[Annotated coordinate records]
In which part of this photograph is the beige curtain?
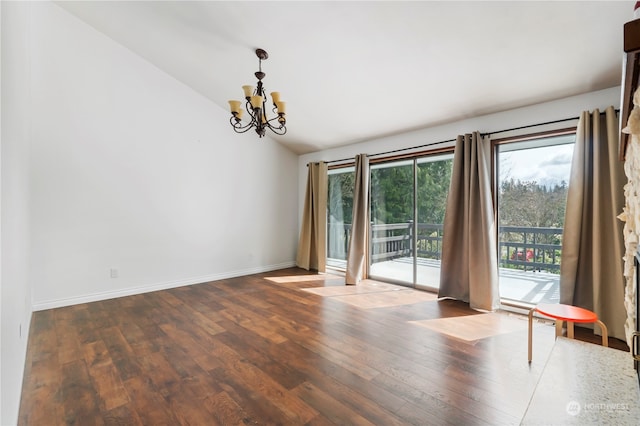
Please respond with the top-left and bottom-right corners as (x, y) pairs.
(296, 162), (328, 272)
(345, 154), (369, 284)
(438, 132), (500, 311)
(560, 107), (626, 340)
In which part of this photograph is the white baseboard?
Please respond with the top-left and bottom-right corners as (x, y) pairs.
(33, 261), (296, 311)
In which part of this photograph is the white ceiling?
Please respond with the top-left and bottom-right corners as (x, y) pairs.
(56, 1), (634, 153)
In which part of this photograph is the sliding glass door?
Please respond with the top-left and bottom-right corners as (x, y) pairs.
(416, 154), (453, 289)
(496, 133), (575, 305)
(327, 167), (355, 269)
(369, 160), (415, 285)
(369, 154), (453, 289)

--

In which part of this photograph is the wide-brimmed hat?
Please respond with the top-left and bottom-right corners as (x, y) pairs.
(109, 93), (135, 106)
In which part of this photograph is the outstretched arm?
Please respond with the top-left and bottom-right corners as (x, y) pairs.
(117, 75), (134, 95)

* * *

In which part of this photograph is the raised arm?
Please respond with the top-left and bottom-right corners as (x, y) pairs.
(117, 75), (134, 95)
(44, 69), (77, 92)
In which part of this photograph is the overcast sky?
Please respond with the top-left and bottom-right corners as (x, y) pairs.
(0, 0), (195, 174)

» **GIVEN REQUEST**
Recast everything above, from the line that contains "In which part of this photograph is the raised" down to the line that contains "(0, 0), (195, 174)", as a numbered list, leaving out any blank lines.

» **THE RESULT**
1. In which part of this photograph is the raised arm?
2. Please respond with the top-left and bottom-right corners as (x, y) pairs.
3. (117, 75), (134, 95)
4. (44, 69), (77, 92)
5. In which part of this photograph is the overcast sky?
6. Please respond with the top-left and bottom-right corners as (x, y) pairs.
7. (0, 0), (195, 174)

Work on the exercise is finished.